* [What you are asked to do]:
Write out the data from its first line up to and including the line containing "108 238 L 108", keeping every line unchanged.

* [Excerpt from a dataset]:
<<<<

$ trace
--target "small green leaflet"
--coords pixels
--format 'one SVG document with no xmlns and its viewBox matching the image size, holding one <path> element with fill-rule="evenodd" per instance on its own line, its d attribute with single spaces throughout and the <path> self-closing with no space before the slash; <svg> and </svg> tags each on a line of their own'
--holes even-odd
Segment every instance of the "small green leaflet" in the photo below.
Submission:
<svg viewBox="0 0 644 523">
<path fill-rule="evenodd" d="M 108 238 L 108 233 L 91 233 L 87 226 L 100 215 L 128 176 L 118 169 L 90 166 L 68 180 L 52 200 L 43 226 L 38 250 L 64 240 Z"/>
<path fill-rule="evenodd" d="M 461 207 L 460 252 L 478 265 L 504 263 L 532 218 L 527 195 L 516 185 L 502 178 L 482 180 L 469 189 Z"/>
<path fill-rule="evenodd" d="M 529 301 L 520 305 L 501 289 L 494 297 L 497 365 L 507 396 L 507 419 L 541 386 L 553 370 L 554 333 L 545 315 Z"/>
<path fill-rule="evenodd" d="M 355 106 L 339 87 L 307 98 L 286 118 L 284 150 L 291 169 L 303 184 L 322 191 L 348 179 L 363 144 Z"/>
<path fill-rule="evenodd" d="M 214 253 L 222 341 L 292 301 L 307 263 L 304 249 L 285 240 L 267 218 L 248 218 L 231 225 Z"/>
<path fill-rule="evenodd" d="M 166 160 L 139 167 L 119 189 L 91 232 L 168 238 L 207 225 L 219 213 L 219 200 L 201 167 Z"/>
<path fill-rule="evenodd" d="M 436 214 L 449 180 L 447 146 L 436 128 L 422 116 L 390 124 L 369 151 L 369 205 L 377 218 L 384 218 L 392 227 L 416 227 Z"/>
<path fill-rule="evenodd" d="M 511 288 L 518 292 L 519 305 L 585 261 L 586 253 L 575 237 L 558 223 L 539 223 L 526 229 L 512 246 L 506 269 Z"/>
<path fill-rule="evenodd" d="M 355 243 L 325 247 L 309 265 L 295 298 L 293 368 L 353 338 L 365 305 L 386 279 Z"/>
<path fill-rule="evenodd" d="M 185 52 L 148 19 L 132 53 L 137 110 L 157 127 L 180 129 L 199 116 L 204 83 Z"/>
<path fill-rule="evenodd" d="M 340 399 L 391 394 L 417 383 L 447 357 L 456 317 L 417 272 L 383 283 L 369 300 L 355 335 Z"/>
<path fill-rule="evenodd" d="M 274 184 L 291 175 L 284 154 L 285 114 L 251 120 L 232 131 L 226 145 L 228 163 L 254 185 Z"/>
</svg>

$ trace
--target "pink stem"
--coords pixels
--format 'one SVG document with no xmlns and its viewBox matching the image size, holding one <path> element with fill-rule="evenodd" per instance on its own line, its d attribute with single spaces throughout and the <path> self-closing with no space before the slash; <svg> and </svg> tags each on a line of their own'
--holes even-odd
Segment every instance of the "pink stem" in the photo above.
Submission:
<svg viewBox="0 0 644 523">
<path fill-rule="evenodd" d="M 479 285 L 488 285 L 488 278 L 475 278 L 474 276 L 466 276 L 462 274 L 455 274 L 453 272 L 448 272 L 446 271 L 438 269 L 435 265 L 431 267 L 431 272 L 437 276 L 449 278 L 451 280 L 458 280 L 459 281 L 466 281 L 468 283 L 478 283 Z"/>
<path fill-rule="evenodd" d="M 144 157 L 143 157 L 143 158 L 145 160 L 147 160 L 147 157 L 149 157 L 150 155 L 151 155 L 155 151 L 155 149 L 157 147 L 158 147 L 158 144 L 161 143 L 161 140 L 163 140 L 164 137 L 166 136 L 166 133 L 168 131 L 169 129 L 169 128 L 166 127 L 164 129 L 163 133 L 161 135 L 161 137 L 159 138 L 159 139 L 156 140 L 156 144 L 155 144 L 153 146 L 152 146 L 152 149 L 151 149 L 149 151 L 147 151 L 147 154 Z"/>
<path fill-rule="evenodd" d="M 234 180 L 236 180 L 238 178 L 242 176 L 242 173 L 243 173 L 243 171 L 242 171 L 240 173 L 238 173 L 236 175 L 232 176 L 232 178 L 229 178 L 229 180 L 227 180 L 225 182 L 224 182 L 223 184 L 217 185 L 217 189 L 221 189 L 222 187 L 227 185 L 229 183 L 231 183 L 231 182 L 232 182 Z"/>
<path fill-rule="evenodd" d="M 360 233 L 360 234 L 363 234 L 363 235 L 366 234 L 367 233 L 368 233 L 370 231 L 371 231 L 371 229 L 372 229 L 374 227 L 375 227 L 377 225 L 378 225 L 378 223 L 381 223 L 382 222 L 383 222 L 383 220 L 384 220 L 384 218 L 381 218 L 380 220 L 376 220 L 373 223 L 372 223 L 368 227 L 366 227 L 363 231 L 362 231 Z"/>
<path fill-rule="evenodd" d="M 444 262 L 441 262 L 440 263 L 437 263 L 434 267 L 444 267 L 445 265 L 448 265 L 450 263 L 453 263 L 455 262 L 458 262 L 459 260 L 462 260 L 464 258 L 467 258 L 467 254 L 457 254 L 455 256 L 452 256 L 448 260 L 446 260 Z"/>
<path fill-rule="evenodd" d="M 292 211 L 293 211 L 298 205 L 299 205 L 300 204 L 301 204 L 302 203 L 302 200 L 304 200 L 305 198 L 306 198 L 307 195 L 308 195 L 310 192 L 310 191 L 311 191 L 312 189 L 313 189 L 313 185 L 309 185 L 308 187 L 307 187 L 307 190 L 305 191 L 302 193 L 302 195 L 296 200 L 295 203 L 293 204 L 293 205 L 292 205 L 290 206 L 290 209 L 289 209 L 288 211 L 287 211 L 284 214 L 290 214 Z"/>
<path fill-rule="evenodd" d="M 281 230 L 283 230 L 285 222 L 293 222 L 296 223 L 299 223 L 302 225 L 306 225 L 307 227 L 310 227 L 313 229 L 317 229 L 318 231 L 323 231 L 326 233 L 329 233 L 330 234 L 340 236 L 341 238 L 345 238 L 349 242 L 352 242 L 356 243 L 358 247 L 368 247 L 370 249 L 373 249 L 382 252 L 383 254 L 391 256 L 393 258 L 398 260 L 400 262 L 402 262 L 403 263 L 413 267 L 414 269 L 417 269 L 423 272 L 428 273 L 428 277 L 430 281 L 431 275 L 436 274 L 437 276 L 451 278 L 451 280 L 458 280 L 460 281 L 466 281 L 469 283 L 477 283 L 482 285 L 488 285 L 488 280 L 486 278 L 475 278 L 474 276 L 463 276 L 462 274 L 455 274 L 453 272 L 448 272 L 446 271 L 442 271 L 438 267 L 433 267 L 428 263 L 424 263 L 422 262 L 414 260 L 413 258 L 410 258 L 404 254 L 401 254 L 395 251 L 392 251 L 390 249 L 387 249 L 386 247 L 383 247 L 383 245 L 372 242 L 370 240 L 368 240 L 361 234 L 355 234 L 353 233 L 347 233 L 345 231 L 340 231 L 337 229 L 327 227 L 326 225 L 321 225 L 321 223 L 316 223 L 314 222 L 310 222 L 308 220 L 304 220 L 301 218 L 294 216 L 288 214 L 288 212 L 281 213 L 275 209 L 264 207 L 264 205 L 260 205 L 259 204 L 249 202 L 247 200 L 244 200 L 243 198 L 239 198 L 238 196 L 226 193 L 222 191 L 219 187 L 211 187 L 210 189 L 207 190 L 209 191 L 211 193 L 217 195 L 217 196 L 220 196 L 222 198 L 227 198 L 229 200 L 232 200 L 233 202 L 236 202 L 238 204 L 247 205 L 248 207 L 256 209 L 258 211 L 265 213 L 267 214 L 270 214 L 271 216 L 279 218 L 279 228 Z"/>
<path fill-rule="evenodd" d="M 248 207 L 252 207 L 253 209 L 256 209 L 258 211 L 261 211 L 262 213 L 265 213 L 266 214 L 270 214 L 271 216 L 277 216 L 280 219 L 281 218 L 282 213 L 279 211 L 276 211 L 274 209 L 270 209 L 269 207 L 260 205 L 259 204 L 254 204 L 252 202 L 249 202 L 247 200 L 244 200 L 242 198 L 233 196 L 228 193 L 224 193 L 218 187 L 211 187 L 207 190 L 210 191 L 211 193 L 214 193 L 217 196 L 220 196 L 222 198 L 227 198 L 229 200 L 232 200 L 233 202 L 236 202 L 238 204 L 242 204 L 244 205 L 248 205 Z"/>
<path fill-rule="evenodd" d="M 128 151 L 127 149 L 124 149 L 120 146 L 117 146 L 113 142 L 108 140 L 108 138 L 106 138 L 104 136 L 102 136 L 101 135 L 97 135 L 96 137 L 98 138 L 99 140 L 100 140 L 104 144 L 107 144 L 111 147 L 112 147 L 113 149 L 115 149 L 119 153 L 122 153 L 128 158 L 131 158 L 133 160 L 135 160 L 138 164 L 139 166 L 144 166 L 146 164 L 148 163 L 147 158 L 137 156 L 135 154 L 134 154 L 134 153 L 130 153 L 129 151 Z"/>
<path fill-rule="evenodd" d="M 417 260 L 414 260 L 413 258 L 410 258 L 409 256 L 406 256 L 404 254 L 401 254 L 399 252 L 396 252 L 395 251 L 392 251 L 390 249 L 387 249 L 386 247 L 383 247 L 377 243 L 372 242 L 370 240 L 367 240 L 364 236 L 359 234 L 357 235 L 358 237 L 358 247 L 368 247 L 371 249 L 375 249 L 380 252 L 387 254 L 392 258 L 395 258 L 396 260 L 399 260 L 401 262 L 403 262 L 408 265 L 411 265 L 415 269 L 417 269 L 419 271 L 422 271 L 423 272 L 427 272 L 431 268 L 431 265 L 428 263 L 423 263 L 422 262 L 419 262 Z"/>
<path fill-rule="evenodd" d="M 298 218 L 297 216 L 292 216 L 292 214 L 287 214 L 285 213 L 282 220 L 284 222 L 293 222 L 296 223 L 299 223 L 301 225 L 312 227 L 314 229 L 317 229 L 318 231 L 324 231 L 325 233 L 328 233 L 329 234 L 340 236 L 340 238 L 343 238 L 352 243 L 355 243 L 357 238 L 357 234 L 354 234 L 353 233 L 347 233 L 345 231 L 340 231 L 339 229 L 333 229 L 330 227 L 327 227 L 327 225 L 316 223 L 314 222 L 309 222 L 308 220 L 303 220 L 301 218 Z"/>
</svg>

>>>>

* [Written solution]:
$ trace
--target "small green leaflet"
--coords pixels
--format 'one SVG document with no xmlns and its viewBox matching the image size, holding one <path> element with fill-rule="evenodd" per instance on its own line, its d attribute with single spaces throughout and the <path> self-closing with no space before the slash; <svg> and </svg> tags each on a line of their own'
--holes even-odd
Segment every instance of the "small green leaflet" in the photo below.
Submission:
<svg viewBox="0 0 644 523">
<path fill-rule="evenodd" d="M 108 238 L 108 233 L 91 233 L 87 226 L 100 215 L 128 176 L 118 169 L 90 166 L 68 180 L 52 200 L 43 226 L 38 250 L 64 240 Z"/>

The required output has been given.